#### Instruções
Indique se cada afirmação abaixo concorda com o trecho sobre a dívida pública, respondendo sim ou não e citando literalmente as palavras do trecho que decidem cada caso.
1. Com uma herança de 10 mil libras, uma jovem rica do século XIX podia viver com 300 libras por ano.
2. Feira das Vaidades foi escrito por Becky Sharp.
3. A dívida exige esforço de quem a possui para gerar renda.

#### Trecho
__________________________________________________
Nenhum outro ativo tem esse tipo de suporte seguro e de longo prazo.
A ambiciosa e manipuladora Becky Sharp, em Feira das Vaidades, um romance satírico britânico do século XIX, escrito por William Thackeray, desejou que pudesse trocar minha posição na sociedade e todas as minhas relações por uma quantia confortável em consoles de três por centos … pois assim foi [escreveu Thackeray] que Becky sentiu a vaidade dos assuntos humanos, e era naqueles títulos que ela teria gostado lançar âncora.
A inveja de Becky derivava da segurança concedida àqueles com fundos suficientes para investir na dívida do governo britânico – conhecida então, e por vários séculos, como Three Per Cent Consols (abreviação de dívida consolidada, ou consolidated). Com uma herança 10 mil libras, mulheres jovens e ricas do século XIX podiam viver com a quantia de 300 libras por ano; 25 mil libras gerariam uma confortável renda de £ 750 por ano.
A dívida pública é um ativo que gera renda — assim como um imóvel comprado com o objetivo de gerar aluguel para seu dono. Mas enquanto um investidor que compra para uma casa para locação tem que suar para manter, anunciar e alugar o ativo, a dívida ganha renda sem esforço para os ricos e para os especuladores. Faz isso pagando juros, a uma determinada porcentagem por ano.
Ao contrário de uma propriedade de um investidor, a dívida é leve como o ar, intangível, invisível. A única evidência de sua existência é encontrada em entradas de banco de dados, números em um balanço ou em palavras em um “título de portador”.
__________________________________________________
#### Dados fornecidos

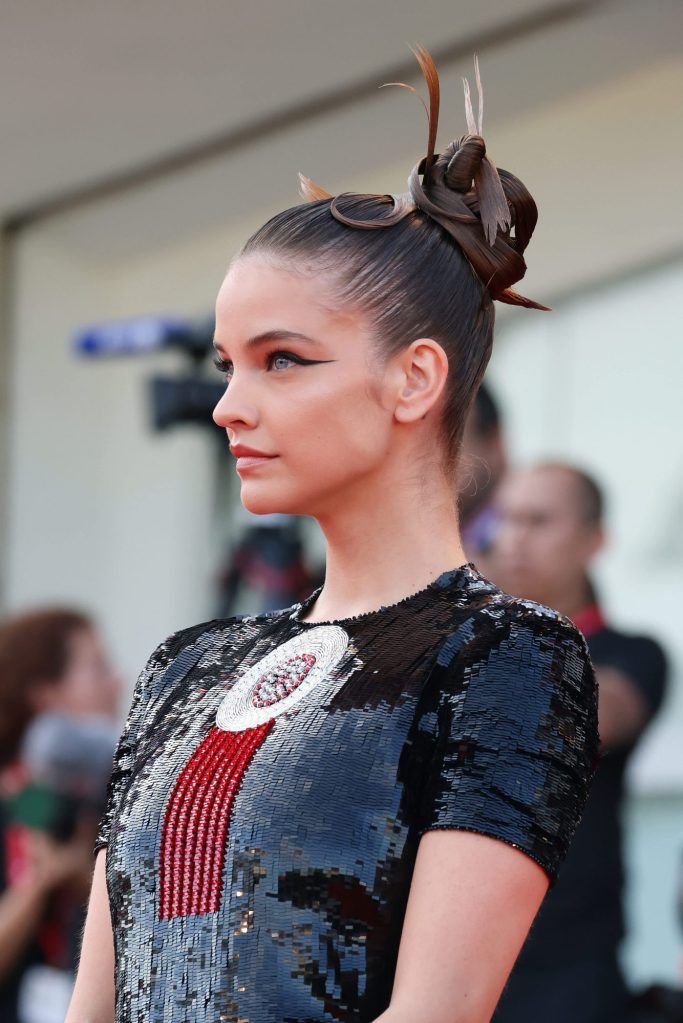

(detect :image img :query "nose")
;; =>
[213,373,259,430]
__________________________________________________
#### Resposta completa
1. Sim: "mulheres jovens e ricas do século XIX podiam viver com a quantia de 300 libras por ano".
2. Não: "escrito por William Thackeray".
3. Não: "a dívida ganha renda sem esforço para os ricos e para os especuladores".